WHAT NEEDS TO BE DONE:
Return every item below verbatim, but leave the pictures out of your answer.

-- Start of MATERIAL PROVIDED --

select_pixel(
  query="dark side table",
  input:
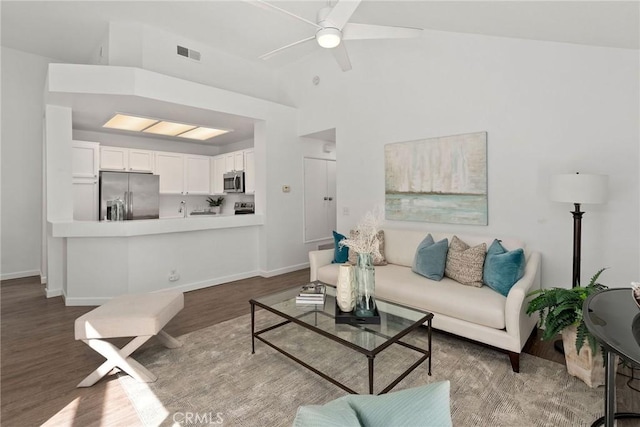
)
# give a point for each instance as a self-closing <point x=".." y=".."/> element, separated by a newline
<point x="614" y="319"/>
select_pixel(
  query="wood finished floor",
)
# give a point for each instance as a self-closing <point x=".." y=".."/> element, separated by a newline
<point x="41" y="363"/>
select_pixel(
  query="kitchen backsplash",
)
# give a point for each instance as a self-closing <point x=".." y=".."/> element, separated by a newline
<point x="170" y="203"/>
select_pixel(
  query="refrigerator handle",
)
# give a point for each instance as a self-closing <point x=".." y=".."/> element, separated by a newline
<point x="126" y="205"/>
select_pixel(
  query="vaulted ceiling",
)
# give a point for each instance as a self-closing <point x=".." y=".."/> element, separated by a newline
<point x="70" y="30"/>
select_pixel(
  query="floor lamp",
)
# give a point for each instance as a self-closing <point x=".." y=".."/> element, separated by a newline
<point x="577" y="188"/>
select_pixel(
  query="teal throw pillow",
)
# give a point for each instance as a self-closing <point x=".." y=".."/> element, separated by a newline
<point x="337" y="413"/>
<point x="340" y="253"/>
<point x="427" y="405"/>
<point x="502" y="268"/>
<point x="431" y="258"/>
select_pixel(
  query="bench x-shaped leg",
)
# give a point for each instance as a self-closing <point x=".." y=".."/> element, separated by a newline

-- End of MATERIAL PROVIDED --

FULL RESPONSE:
select_pixel(
  query="dark side table",
  input:
)
# give a point for each instance as a self-closing <point x=".." y=".."/> element, separated by a newline
<point x="614" y="319"/>
select_pixel(
  query="wood finished floor",
)
# give a point for each instance as a self-closing <point x=".." y=".."/> element, separated by a newline
<point x="41" y="363"/>
select_pixel(
  query="kitchen backsplash",
)
# give a point for each instance as a self-closing <point x=".." y=".."/> element, separated by a newline
<point x="170" y="203"/>
select_pixel(
  query="refrigerator handle",
)
# give a point for each instance as a self-closing <point x=".." y=".."/> element, separated by a newline
<point x="126" y="205"/>
select_pixel(
  query="vaulted ceiling",
)
# give a point for each instance as a self-closing <point x=".." y=".."/> element, separated by a newline
<point x="70" y="30"/>
select_pixel(
  query="floor lamp",
)
# give a point for each instance as a self-closing <point x=".." y=".."/> element, separated by a newline
<point x="577" y="188"/>
select_pixel(
  query="teal throw pillow",
)
# give a point for each instance as a self-closing <point x=".." y=".."/> element, separated by a newline
<point x="337" y="413"/>
<point x="340" y="253"/>
<point x="427" y="405"/>
<point x="502" y="268"/>
<point x="431" y="258"/>
select_pixel(
  query="bench x-shaped leg",
)
# give a point for each instance as a self-closing <point x=".." y=".."/> element, separated by a newline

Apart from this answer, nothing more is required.